DATA FOR REVIEW:
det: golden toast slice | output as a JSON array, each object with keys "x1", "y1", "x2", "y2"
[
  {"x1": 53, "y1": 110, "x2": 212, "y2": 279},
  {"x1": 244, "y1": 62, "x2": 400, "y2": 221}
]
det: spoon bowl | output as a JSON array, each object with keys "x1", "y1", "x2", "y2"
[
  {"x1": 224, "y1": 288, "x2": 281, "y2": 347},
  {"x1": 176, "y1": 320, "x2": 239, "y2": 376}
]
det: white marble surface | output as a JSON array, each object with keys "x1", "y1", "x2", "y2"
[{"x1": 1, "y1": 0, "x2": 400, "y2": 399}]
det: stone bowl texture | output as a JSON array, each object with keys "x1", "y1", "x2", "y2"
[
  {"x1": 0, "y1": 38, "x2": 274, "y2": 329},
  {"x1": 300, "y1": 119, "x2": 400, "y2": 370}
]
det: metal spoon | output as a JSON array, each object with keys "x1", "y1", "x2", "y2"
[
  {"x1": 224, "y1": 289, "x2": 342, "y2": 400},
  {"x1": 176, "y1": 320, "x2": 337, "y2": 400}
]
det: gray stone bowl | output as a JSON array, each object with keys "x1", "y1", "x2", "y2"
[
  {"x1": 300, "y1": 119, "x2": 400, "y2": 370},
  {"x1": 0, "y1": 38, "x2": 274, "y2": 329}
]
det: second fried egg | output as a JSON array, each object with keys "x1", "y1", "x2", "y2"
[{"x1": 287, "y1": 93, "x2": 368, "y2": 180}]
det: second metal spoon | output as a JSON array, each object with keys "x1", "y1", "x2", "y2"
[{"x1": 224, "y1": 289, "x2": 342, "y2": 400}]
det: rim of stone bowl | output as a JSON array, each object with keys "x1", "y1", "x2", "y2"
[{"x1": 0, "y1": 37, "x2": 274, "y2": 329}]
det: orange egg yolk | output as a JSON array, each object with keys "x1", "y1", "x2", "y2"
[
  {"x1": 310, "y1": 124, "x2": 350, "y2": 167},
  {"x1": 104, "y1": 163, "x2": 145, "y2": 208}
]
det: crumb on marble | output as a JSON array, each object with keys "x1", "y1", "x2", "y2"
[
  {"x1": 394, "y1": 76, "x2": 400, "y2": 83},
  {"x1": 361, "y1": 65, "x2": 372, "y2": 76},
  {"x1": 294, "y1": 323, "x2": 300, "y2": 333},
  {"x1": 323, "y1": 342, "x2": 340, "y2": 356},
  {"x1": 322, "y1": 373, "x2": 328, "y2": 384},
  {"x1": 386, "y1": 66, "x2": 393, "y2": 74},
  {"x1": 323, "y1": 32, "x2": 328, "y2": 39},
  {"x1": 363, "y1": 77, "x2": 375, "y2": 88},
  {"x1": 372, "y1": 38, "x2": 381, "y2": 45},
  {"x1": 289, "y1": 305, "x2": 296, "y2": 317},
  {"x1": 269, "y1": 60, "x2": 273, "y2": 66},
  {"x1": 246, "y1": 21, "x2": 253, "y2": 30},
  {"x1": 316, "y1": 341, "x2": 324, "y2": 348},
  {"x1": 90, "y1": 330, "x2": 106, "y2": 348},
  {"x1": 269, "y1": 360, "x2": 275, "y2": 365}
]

YOUR INSTRUCTIONS: Return an exact copy of only the lines from the one with "det: stone bowl" through the end of the listing above, both included.

COMPLETED TASK:
det: stone bowl texture | output as a JSON array, each object with keys "x1", "y1", "x2", "y2"
[
  {"x1": 0, "y1": 38, "x2": 274, "y2": 329},
  {"x1": 300, "y1": 119, "x2": 400, "y2": 370}
]
det: metal spoon | output as a JSON array, each object with keys "x1", "y1", "x2", "y2"
[
  {"x1": 224, "y1": 289, "x2": 342, "y2": 400},
  {"x1": 176, "y1": 320, "x2": 337, "y2": 400}
]
det: gray stone bowl | output as a JSON array, each object with keys "x1", "y1", "x2", "y2"
[
  {"x1": 300, "y1": 119, "x2": 400, "y2": 370},
  {"x1": 0, "y1": 38, "x2": 274, "y2": 329}
]
det: second fried egg | output as a JSON array, each object with keys "x1", "y1", "x2", "y2"
[{"x1": 287, "y1": 93, "x2": 368, "y2": 180}]
det: second metal spoon | output as a JSON array, each object with keys "x1", "y1", "x2", "y2"
[{"x1": 224, "y1": 289, "x2": 342, "y2": 400}]
det: rim of stone bowl | output as a JSON array, each object with keys "x1", "y1", "x2", "y2"
[{"x1": 0, "y1": 37, "x2": 274, "y2": 329}]
det: orange egg yolk | output as a JSON array, each object with keys "x1", "y1", "x2", "y2"
[
  {"x1": 310, "y1": 124, "x2": 350, "y2": 167},
  {"x1": 104, "y1": 163, "x2": 145, "y2": 208}
]
det: crumb on marble | output as a JSON array, each object with keys "x1", "y1", "x2", "y2"
[
  {"x1": 394, "y1": 76, "x2": 400, "y2": 83},
  {"x1": 361, "y1": 65, "x2": 372, "y2": 76},
  {"x1": 294, "y1": 323, "x2": 300, "y2": 333},
  {"x1": 323, "y1": 342, "x2": 340, "y2": 356},
  {"x1": 322, "y1": 373, "x2": 328, "y2": 384},
  {"x1": 386, "y1": 66, "x2": 393, "y2": 74},
  {"x1": 323, "y1": 32, "x2": 328, "y2": 39},
  {"x1": 363, "y1": 77, "x2": 375, "y2": 88},
  {"x1": 372, "y1": 38, "x2": 381, "y2": 45},
  {"x1": 289, "y1": 305, "x2": 296, "y2": 317},
  {"x1": 269, "y1": 60, "x2": 273, "y2": 66},
  {"x1": 246, "y1": 21, "x2": 253, "y2": 30},
  {"x1": 316, "y1": 341, "x2": 324, "y2": 348},
  {"x1": 90, "y1": 330, "x2": 106, "y2": 348},
  {"x1": 269, "y1": 360, "x2": 275, "y2": 365}
]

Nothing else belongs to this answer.